* [PROBLEM TO SOLVE] Return each line of the listing below that contains the word "eyelash", matching case exactly.

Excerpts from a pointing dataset
☆ ☆ ☆ ☆
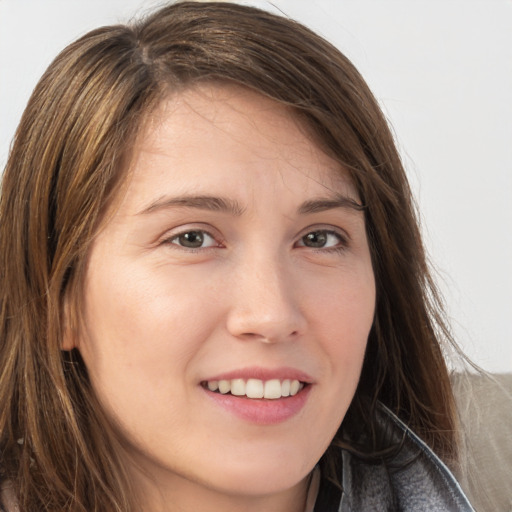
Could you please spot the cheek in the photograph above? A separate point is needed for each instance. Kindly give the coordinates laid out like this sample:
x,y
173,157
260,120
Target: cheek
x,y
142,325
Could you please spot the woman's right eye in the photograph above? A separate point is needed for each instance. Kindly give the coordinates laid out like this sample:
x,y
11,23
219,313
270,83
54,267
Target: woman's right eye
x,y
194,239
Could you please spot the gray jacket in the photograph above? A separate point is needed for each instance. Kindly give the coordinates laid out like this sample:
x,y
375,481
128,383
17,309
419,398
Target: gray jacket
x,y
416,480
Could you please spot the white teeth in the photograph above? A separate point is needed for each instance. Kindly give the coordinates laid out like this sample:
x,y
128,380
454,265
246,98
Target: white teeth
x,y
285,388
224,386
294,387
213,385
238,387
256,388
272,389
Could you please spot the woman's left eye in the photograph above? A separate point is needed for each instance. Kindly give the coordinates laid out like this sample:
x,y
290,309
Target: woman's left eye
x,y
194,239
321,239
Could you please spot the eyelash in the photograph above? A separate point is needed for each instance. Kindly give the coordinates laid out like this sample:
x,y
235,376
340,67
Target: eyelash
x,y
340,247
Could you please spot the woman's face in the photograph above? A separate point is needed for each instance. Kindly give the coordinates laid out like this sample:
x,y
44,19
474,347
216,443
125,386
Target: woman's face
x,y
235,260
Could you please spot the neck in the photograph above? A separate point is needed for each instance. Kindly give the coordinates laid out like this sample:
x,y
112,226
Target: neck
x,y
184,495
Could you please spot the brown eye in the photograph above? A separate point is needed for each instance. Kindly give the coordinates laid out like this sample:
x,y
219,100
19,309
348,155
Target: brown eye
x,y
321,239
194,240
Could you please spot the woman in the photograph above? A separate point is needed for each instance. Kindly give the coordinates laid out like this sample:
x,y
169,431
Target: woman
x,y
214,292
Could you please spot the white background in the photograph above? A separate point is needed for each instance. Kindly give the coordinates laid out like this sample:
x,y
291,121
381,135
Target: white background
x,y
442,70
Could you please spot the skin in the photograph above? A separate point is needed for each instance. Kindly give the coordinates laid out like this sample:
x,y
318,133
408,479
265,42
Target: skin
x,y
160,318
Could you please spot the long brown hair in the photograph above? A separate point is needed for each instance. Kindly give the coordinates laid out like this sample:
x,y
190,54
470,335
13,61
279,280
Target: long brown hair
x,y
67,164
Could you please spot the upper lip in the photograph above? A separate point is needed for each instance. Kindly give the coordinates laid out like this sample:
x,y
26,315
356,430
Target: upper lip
☆ ☆ ☆ ☆
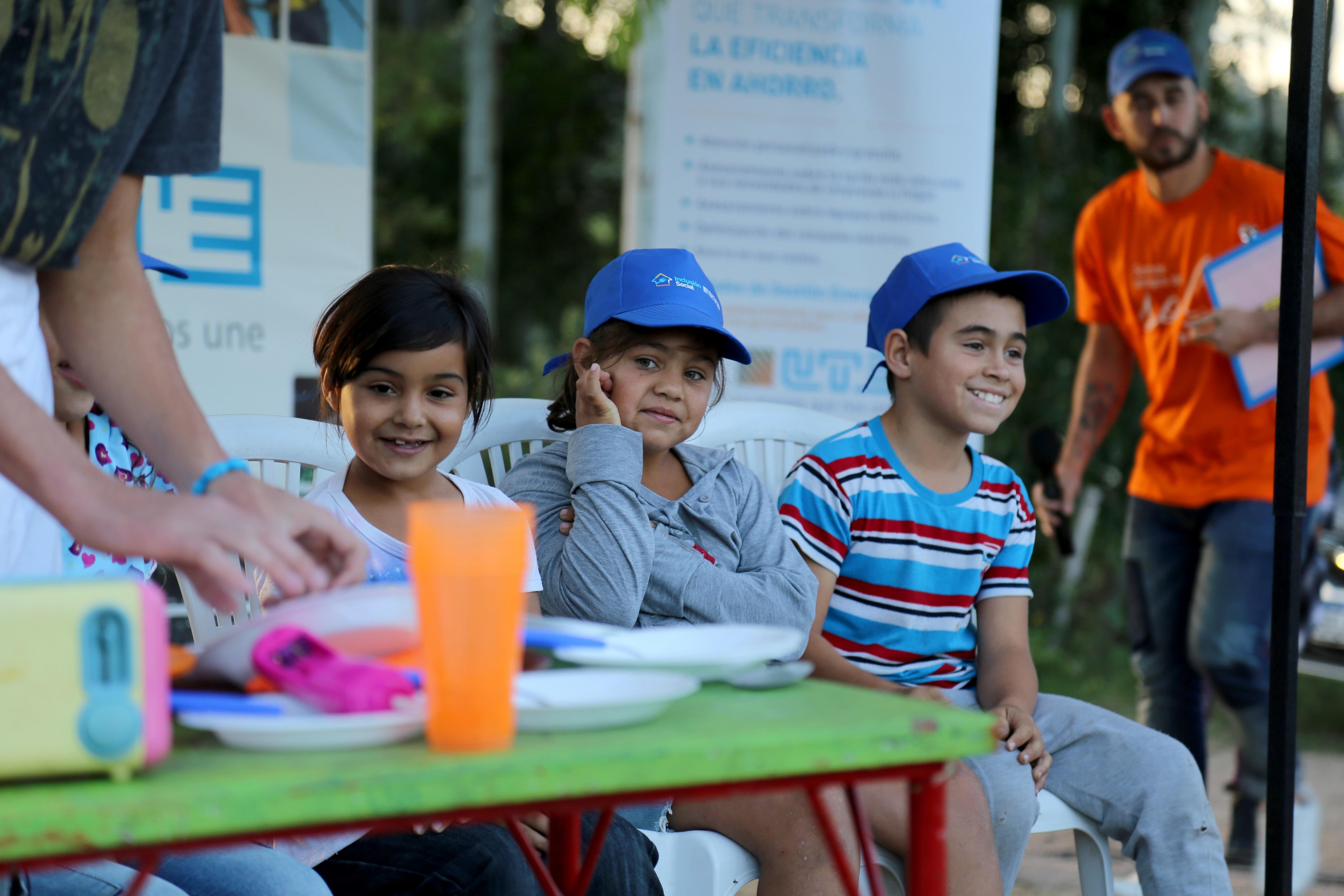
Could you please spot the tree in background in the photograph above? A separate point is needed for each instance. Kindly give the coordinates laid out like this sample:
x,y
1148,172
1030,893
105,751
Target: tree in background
☆ ☆ ☆ ☆
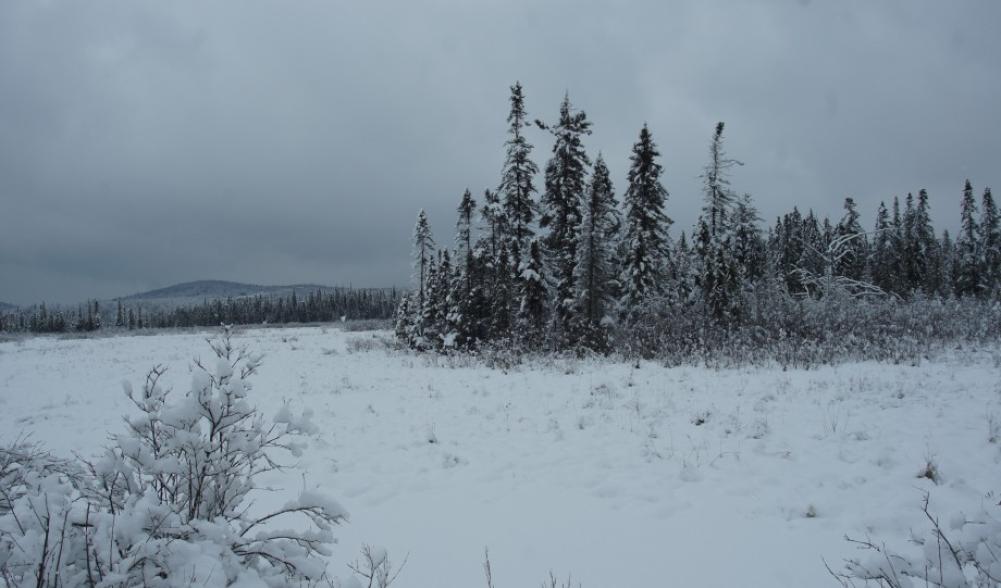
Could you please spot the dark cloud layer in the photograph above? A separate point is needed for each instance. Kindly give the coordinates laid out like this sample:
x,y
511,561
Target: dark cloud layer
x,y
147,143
☆ ☆ ☆ ☆
* [REPLY]
Could you please spot the eyelash in the photograph above? A separate point is needed for each instance. Kindly give the coordinates laid out like this sample:
Target: eyelash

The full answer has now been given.